#### DATA PROVIDED ####
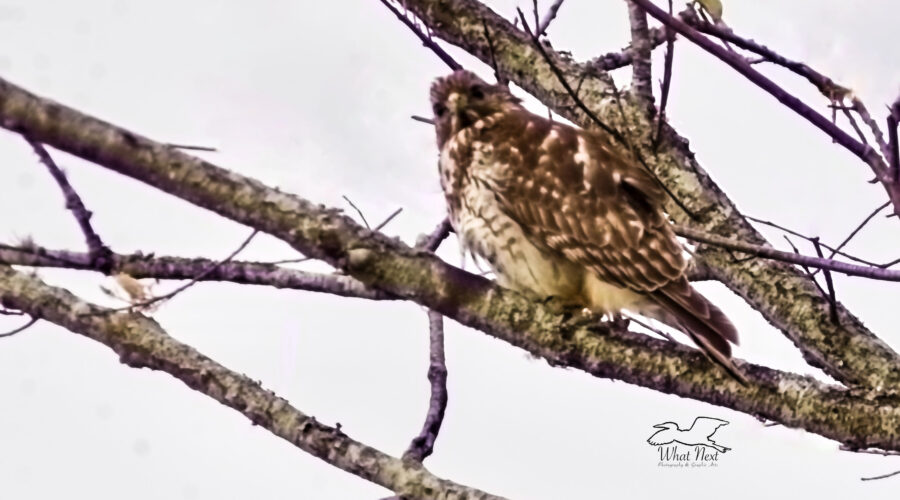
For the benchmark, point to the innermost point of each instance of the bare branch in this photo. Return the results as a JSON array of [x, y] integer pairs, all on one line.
[[358, 211], [98, 250], [771, 253], [422, 119], [388, 219], [22, 328], [549, 17], [641, 74], [423, 444], [154, 266], [883, 476], [141, 343], [864, 152], [426, 40], [385, 263], [616, 60], [894, 147], [666, 83], [432, 241], [144, 304], [190, 147]]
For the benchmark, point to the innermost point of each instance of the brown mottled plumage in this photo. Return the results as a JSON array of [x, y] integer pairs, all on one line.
[[558, 211]]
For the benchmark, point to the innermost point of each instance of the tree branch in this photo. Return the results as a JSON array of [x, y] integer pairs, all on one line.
[[141, 266], [423, 444], [793, 258], [548, 17], [641, 73], [785, 296], [624, 57], [863, 151], [141, 343], [99, 252], [417, 275]]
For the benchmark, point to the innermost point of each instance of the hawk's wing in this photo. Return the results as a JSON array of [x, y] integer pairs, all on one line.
[[577, 195]]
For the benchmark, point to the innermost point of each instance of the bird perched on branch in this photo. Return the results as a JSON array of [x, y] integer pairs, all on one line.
[[561, 212]]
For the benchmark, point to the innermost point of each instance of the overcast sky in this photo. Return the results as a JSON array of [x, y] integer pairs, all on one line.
[[314, 97]]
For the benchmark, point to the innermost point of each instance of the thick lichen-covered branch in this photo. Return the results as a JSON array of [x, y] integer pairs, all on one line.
[[165, 267], [418, 275], [141, 343], [783, 294]]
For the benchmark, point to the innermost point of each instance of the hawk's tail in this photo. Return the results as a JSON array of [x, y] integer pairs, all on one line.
[[686, 309]]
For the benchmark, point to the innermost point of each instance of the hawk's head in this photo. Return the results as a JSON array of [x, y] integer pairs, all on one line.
[[461, 99]]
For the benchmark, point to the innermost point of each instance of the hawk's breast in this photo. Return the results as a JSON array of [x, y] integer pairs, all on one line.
[[472, 169], [468, 171]]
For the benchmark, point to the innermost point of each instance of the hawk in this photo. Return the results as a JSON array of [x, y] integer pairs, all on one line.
[[561, 212]]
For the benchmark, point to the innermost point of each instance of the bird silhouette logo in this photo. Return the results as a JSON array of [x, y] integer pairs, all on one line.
[[700, 433]]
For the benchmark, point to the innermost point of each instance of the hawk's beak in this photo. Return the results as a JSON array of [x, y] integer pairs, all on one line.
[[456, 103]]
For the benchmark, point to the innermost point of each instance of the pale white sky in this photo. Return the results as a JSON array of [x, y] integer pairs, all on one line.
[[314, 97]]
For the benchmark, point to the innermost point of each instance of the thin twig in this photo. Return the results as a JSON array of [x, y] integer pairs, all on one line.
[[651, 328], [153, 300], [190, 147], [422, 445], [22, 328], [827, 247], [809, 273], [641, 72], [433, 240], [422, 119], [803, 260], [666, 83], [859, 228], [870, 451], [832, 300], [894, 144], [883, 476], [388, 219], [95, 245], [596, 119], [616, 60], [358, 211], [741, 66], [549, 17], [426, 40], [487, 36]]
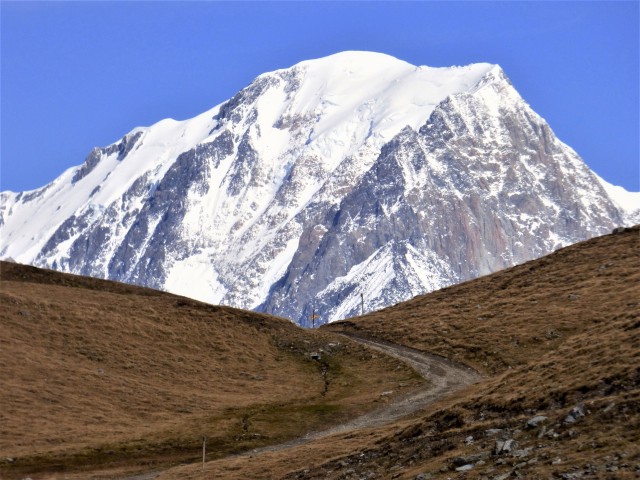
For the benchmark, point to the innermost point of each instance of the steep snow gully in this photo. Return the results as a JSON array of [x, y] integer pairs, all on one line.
[[346, 180]]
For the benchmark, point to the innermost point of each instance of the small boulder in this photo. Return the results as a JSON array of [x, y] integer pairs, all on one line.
[[574, 415], [506, 446], [535, 421]]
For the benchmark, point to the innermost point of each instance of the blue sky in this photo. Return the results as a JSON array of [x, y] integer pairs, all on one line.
[[75, 75]]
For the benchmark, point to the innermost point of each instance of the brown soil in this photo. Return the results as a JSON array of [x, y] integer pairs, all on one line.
[[103, 376], [551, 336]]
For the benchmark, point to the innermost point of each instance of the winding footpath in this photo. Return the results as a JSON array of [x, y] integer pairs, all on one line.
[[444, 377]]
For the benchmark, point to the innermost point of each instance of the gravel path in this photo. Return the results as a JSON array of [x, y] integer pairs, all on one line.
[[443, 375]]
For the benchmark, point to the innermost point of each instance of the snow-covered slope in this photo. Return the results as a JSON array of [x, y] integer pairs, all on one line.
[[352, 174]]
####
■ **WRITTEN INSTRUCTION**
Using the listing above, copy exactly the lines from the one that contains "of the pale" through its last line, both included, but not the pictures.

■ **EXERCISE RESULT**
For the benchmark, point to the innermost point of each instance of the pale white sky in this photo. Return the results as a JSON array of [x, y] integer pairs, all on one line.
[[314, 97]]
For the benchmark, point to the innermost point of each instance of the thin twig in this photo. Return the results as a JSON array of [x, y] integer pairs, all on one line.
[[651, 328], [153, 300], [190, 147], [422, 445], [22, 328], [827, 247], [809, 273], [641, 72], [433, 240], [422, 119], [803, 260], [666, 83], [859, 228], [870, 451], [832, 300], [894, 144], [883, 476], [388, 219], [95, 245], [596, 119], [616, 60], [358, 211], [741, 66], [549, 17], [426, 40], [487, 36]]
For the benchmark, point to the innermost point of each instance of the steep snow gully in this photo. Return the results as a JSON array of [x, y] integer pairs, all on one line.
[[346, 180]]
For the benchmark, point to the innermost point of each instance of the small boulder in this photo. Return the results as a JSON array of [x, y] integer pairs, all on one line.
[[574, 415], [506, 446], [535, 421]]
For the benchmark, point to the innermost point of each instance of the blue sky in this photo. Return the results as a JSON array of [x, y] integer pairs, all on one line.
[[75, 75]]
For the benchmark, point to the innermost point of each instance of the brown soil in this photo. Return the results as a JSON array of [x, y] integer pairs, all on one line.
[[103, 376], [551, 336]]
For the benchmark, point to the innermost point of each instance of the winding footpath in this photo. Return the results as a JSON array of [x, y] integer pairs, all on one line.
[[444, 377]]
For the benchmark, point to the innermost point of each instance of the gravel path in this photo. Return the results as a JSON array of [x, y] integer pairs, all on one line.
[[443, 375]]
For the benchmark, point to the innermost point of each instance of the snow-covered slope in this photo. Return the results as a JSON array of [x, y] integer pairs, all on one line.
[[352, 174]]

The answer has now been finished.